[Description of the task]
Output all of the data verbatim.
#####
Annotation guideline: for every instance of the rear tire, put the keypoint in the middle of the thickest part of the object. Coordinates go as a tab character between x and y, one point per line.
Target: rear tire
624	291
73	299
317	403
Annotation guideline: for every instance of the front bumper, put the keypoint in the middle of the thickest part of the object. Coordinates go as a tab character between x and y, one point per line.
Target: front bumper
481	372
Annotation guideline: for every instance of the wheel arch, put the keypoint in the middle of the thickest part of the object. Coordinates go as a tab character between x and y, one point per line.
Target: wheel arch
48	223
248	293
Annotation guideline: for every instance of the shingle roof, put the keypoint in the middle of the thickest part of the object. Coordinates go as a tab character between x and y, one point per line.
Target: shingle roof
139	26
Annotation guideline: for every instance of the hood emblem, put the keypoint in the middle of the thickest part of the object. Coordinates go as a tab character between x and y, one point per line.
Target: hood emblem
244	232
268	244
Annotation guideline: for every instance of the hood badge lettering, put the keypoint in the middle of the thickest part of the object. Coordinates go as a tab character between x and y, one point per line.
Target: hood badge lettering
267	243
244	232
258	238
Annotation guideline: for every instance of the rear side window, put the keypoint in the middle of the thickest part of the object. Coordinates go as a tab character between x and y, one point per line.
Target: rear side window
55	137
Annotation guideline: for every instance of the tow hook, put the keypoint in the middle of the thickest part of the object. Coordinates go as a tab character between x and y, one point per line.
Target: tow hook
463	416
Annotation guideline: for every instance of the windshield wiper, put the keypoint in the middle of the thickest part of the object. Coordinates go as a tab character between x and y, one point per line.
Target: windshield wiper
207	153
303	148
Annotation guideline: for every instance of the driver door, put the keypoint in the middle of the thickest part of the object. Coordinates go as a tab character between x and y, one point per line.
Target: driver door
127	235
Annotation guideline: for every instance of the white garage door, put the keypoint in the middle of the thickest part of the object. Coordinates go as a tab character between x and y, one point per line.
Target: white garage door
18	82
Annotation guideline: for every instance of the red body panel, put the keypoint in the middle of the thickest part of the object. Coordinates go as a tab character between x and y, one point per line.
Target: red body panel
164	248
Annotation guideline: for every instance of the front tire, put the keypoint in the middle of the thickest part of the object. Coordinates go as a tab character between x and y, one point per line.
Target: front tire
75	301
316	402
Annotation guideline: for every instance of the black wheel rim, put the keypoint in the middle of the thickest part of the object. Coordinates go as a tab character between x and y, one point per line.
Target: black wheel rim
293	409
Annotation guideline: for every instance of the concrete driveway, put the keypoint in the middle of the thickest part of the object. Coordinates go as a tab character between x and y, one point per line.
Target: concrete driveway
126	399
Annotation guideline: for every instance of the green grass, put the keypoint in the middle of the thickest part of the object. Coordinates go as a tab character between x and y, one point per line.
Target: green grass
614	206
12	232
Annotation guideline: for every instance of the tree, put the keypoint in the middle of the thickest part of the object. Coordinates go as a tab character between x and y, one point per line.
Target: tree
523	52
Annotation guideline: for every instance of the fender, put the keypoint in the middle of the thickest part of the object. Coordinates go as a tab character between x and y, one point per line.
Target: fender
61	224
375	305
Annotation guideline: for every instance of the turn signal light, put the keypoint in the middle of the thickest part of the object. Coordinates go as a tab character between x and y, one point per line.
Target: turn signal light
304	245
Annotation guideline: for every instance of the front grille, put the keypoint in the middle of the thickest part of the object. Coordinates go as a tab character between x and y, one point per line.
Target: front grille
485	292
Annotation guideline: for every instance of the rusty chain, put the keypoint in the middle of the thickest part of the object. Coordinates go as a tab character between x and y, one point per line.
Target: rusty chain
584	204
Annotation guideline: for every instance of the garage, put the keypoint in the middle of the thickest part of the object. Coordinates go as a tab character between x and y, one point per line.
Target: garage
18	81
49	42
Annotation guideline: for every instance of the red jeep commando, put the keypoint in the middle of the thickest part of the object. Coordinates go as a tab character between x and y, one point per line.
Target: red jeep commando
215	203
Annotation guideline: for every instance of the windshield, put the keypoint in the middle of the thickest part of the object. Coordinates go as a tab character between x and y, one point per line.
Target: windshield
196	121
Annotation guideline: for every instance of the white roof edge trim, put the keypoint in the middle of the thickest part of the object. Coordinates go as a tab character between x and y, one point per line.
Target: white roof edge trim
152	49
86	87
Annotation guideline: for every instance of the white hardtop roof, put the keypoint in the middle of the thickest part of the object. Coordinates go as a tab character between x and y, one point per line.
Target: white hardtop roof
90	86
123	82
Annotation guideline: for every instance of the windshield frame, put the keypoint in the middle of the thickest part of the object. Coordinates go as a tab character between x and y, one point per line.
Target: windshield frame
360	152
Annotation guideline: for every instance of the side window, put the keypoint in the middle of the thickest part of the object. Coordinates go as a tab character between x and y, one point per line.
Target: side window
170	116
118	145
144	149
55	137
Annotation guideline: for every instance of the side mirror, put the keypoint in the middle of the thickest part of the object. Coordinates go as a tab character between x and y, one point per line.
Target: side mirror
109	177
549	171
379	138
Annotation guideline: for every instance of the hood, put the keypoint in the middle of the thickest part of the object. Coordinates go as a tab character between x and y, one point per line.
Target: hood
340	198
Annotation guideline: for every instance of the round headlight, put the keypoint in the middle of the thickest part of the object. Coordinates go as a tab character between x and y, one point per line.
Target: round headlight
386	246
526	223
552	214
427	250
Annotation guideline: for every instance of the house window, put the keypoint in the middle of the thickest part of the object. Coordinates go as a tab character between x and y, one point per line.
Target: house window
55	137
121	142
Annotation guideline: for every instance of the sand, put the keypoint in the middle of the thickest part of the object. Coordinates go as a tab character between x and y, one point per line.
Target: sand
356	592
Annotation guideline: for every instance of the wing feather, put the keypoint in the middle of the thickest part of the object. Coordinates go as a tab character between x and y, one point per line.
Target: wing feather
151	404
#####
[Solution for this exercise]
Annotation guideline: for every instance of the rear tire, put the keypoint in the middle of the thickest part of the object. Coordinates go as a tab character between x and y, one point per line.
Target: rear tire
624	291
73	299
317	403
Annotation guideline: for every instance of the front bumper, put the keypoint in the middle of the thickest part of the object. Coordinates go as a tab character between x and y, one point per line.
Target: front bumper
481	372
Annotation guideline: for every instance of the wheel arch, put the keypoint in the middle of the thickest part of the object. Coordinates go as a tab character between x and y, one point per line.
Target: wheel arch
48	223
248	293
Annotation guideline: for every instance of the shingle roof, put the keypoint in the middle of the thickest part of the object. Coordinates go as a tab character between x and y, one point per line.
Target: shingle roof
139	26
Annotation guideline: for every instance of the hood emblem, put the keypoint in the middle of the thickest part of the object. Coordinates go as a tab character between x and y, one point per line.
Target: hood emblem
244	232
268	244
Annotation guideline: for every instance of the hood badge lettering, put the keypoint in the middle of the thickest part of the object. Coordinates go as a tab character between x and y, one point per line.
Target: hood badge lettering
267	243
244	232
258	238
Annotation guideline: for every instance of the rear side window, put the keypoint in the middle of the thickest part of the object. Coordinates go as a tab character between x and y, one point per line.
Target: rear side window
55	137
Annotation guideline: for every instance of the tow hook, put the keypoint in the middle of the thickest part of the object. Coordinates go as a tab character between x and y, one point per line.
Target: tow hook
463	416
Annotation guideline: for every instance of the windshield wiper, put the keypoint in the middle of the thickest part of the object. Coordinates go as a tab character between x and y, one point per line.
Target: windshield wiper
207	153
303	148
Annotation guideline: for every instance of the driver door, put the keypoint in the middle of the thickest part of the object. Coordinates go as a tab character between x and y, one point per line.
Target: driver door
127	235
Annotation guideline: for every instance of the white garage door, put the keypoint in the middle of the thickest part of the object. Coordinates go as a tab character between x and y, one point per line.
Target: white garage door
18	82
Annotation guideline: for every instance of the red body panel, put the keypoint in the middle of the thickest part of the object. Coordinates go as a tab character between x and y, one point per line.
Target: red body panel
164	248
Annotation guideline: for every instance of the front tire, put the keypoint in the middle of the thickest part of the object. Coordinates go as a tab character between x and y, one point per line.
Target: front tire
75	301
316	402
Annotation guideline: for every instance of the black wheel rim, put the keypoint in the middle of the thickest part of the object. Coordinates go as a tab character between x and y, one point per line.
Target: black wheel rim
293	409
Annotation guideline: for every instance of the concrete driveway, put the keypoint in the middle of the thickest part of the object. Coordinates go as a tab character between x and y, one point per line.
Target: concrete driveway
126	399
Annotation guideline: for every instance of the green grass, put the keypoint in the middle of the thickest part of the object. Coordinates go as a tab character between x and y, one point per line.
Target: green grass
614	206
12	232
Annotation guideline: for every instance of the tree, put the keypoint in the middle of the thickest part of the object. Coordinates go as a tab character between x and y, one point per line.
Target: tree
523	52
Annotation guideline: for every instance of the fender, put the keypoint in the middle of the thickest part of the object. Coordinates go as a tab character between x and y, one point per line.
Target: fender
61	224
375	305
Annotation guideline: for every instance of the turn signal light, put the keypoint in the middle of the thickest part of the object. Coordinates go as a tab character between x and y, one point per line.
Target: turn signal light
304	245
Annotation guideline: for every instance of the front grille, put the keypoint in the middle of the thickest part of the object. Coordinates go as a tab character between x and y, one point per line.
Target: front grille
485	292
Annotation guideline: for every instance of the rusty chain, put the keypoint in the middle of the thickest part of the object. Coordinates go as a tab character between x and y, one point per line.
Target: rusty chain
584	204
Annotation guideline: for every instance of the garage, put the keypoint in the middle of the thickest part of the object. Coordinates go as a tab character between x and y, one point per line.
Target: garage
18	81
49	42
Annotation guideline: for every instance of the red jeep commando, put the keypoint in the middle of the thickest part of the object. Coordinates go as a tab character between x and y, one point per line.
Target: red jeep commando
215	203
Annotation guideline: for every instance of the windshield, put the keypoint in the middle of the thickest part of the object. Coordinates go as a tab character between x and y, one point per line.
Target: windshield
196	121
Annotation guideline: for every instance of the white roof edge trim, put the keypoint in the middle of the thickest part of the object. Coordinates go as a tab character between x and y, one point per line.
Target: white roof edge trim
152	49
86	87
Annotation guideline: for every instance of the white hardtop roof, put the keypoint in the middle of the thickest part of the object. Coordinates go as a tab character between x and y, one point per line.
Target: white hardtop roof
90	86
123	82
Annotation guideline: for every instance of the windshield frame, put the keypoint in the middle of the thickest part of the object. Coordinates go as a tab character between x and y, one point per line.
Target: windshield frame
360	152
Annotation guideline: for every instance of the side window, put the keypoint in the middle of the thickest part of the object. Coordinates go as a tab character between x and y, one point per line.
Target: side window
170	116
118	145
144	149
55	137
Annotation guideline: for every instance of the side mirror, put the keypoint in the middle of the thickest part of the object. Coordinates go as a tab character between x and y, one point per line.
Target: side mirror
109	177
549	171
379	138
Annotation guideline: for every instance of the hood, put the keypoint in the middle of the thickest part of the object. Coordinates go as a tab character between x and y, one point per line.
Target: hood
340	198
Annotation guideline: for every instance of the round headlight, put the keypoint in the middle of the thickest part of the object. Coordinates go as a tab character between x and y, one point per line.
Target: round headlight
386	246
526	223
552	214
427	250
Annotation guideline: for every instance of the house window, put the keypoint in the middle of the thickest part of the object. Coordinates go as a tab character between x and y, one point per line.
Target: house window
55	137
121	142
Annotation guideline: for every instance of the sand, put the keypoint in the middle of the thickest part of the object. Coordinates go as a tab character between x and y, one point per line.
Target: sand
356	592
Annotation guideline: for every instance of the wing feather, put the keypoint in the middle of the thickest part of the object. Coordinates go as a tab character between x and y, one point per line.
Target: wing feather
151	404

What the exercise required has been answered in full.